Rows:
★ ★ ★

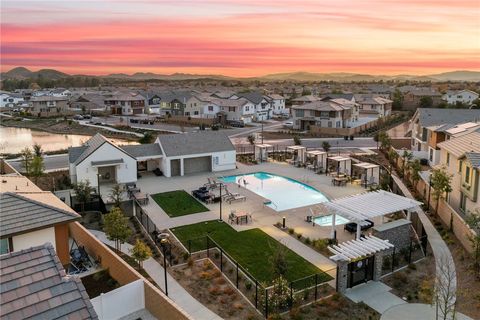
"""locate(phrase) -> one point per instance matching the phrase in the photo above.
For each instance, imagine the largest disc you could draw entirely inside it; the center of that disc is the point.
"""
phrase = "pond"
(13, 140)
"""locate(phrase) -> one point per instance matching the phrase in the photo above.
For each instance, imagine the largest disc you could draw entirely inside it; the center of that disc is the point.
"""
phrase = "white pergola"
(320, 158)
(343, 164)
(357, 249)
(300, 153)
(360, 207)
(370, 172)
(261, 152)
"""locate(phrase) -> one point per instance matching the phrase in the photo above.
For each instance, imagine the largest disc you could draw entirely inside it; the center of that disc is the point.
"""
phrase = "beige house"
(461, 157)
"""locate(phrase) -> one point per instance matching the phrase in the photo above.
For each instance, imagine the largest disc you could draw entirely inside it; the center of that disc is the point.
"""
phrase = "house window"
(5, 246)
(463, 202)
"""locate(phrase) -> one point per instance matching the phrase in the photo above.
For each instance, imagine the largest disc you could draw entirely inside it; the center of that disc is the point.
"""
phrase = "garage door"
(199, 164)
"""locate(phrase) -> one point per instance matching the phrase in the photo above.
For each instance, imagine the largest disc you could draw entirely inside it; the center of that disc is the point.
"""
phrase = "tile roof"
(194, 143)
(22, 213)
(143, 150)
(34, 285)
(437, 116)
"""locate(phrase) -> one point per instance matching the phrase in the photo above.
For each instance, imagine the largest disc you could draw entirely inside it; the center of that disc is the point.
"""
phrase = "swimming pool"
(326, 221)
(284, 193)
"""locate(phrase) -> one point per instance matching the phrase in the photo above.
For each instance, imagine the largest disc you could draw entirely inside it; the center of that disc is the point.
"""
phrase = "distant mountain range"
(460, 75)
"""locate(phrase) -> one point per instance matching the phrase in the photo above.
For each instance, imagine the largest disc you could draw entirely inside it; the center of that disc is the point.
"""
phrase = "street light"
(164, 243)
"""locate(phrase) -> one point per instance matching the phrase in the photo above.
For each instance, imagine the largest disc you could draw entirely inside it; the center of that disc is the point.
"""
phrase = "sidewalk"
(175, 291)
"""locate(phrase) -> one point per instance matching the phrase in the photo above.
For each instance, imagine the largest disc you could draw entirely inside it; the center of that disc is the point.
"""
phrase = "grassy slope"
(178, 203)
(252, 249)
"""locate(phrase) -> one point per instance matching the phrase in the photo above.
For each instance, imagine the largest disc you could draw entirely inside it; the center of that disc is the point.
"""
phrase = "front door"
(360, 271)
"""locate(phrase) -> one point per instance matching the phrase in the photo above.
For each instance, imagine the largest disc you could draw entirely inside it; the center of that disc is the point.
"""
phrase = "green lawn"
(252, 249)
(178, 203)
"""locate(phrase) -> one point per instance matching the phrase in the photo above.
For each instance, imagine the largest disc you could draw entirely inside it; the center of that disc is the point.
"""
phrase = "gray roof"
(34, 285)
(77, 154)
(473, 158)
(436, 116)
(20, 214)
(195, 143)
(143, 150)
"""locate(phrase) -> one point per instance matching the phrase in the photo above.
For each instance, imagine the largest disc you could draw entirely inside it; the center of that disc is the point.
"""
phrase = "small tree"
(140, 252)
(37, 167)
(251, 139)
(415, 168)
(83, 192)
(116, 227)
(440, 181)
(26, 159)
(116, 194)
(296, 140)
(326, 146)
(37, 150)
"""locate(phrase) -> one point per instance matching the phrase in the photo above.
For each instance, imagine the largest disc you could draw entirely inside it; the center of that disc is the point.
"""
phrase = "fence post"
(410, 253)
(221, 259)
(256, 294)
(236, 263)
(266, 303)
(208, 248)
(393, 259)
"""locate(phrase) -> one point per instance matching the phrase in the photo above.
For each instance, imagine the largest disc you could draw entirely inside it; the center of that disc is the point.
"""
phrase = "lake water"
(13, 140)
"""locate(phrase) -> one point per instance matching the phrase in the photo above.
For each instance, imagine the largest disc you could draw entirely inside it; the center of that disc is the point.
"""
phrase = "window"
(5, 245)
(463, 202)
(467, 174)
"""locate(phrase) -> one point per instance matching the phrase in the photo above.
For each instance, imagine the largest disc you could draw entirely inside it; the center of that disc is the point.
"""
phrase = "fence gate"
(360, 271)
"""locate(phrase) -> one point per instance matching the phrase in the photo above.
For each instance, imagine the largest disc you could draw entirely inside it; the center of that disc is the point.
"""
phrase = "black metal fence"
(276, 298)
(402, 257)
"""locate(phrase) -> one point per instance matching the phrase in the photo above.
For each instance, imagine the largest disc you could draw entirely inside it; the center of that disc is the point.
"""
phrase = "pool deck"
(264, 217)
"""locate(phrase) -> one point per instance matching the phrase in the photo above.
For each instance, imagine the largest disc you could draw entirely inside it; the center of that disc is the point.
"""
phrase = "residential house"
(373, 105)
(36, 286)
(461, 158)
(263, 108)
(11, 100)
(277, 103)
(336, 113)
(190, 153)
(31, 217)
(428, 126)
(89, 102)
(236, 109)
(48, 106)
(460, 96)
(126, 103)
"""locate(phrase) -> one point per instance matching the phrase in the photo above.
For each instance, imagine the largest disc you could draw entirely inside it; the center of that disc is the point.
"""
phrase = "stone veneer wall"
(398, 236)
(156, 302)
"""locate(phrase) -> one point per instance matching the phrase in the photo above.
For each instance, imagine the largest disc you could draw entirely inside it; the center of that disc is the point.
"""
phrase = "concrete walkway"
(320, 261)
(175, 291)
(376, 295)
(441, 252)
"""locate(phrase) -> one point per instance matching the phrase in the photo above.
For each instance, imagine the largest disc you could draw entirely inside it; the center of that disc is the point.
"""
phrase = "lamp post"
(163, 243)
(98, 183)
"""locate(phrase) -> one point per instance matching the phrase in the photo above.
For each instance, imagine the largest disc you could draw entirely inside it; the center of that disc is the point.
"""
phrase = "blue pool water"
(326, 221)
(284, 193)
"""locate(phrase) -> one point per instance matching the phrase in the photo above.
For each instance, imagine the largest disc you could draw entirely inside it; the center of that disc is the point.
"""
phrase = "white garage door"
(198, 164)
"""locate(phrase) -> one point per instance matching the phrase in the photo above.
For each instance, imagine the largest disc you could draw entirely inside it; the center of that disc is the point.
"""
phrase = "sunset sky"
(241, 37)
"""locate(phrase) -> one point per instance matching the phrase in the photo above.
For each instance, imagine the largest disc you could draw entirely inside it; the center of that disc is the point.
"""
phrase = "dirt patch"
(335, 307)
(414, 283)
(207, 284)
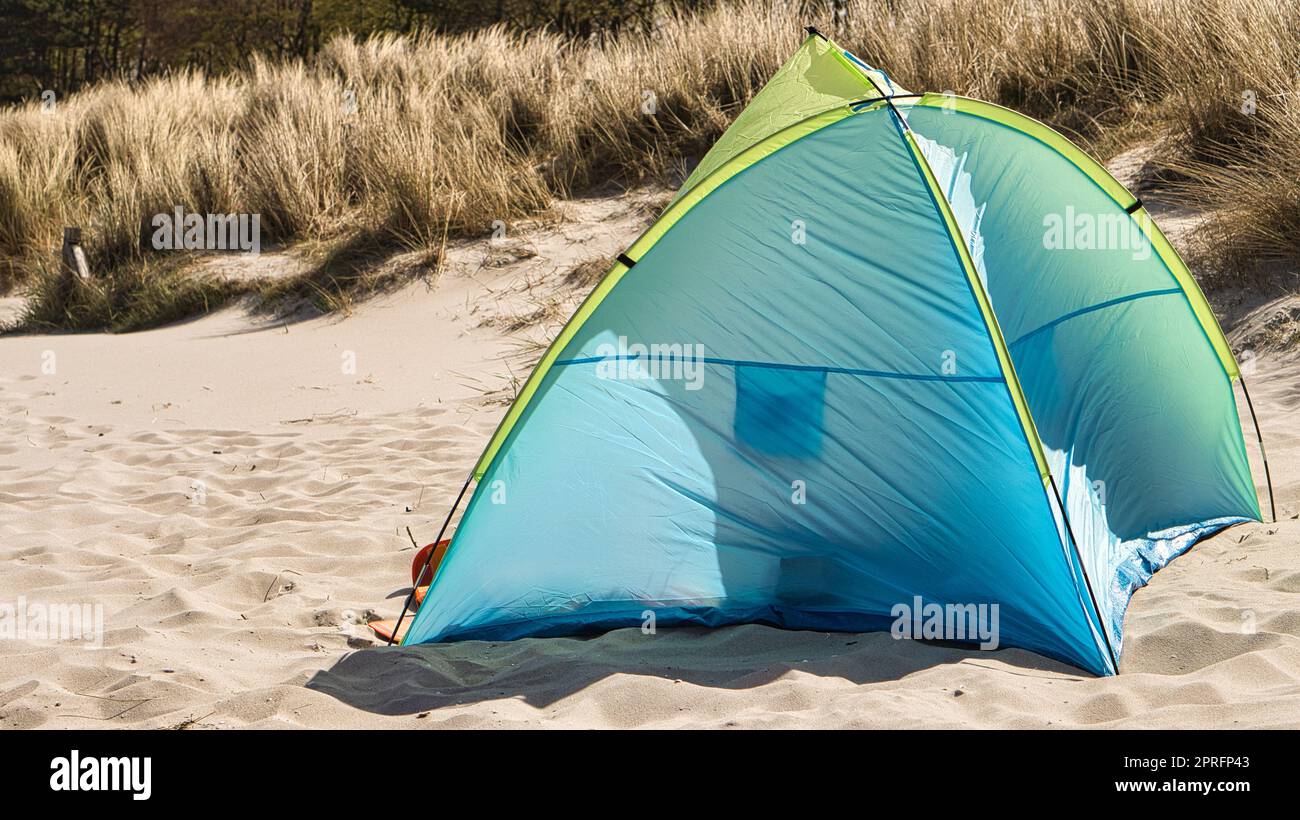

★ ★ ★

Exercise description:
Which lines in the records above contain the word "water"? Collect them and copy each line in full.

Answer in full:
phrase = "lake water"
phrase = "blue pool water"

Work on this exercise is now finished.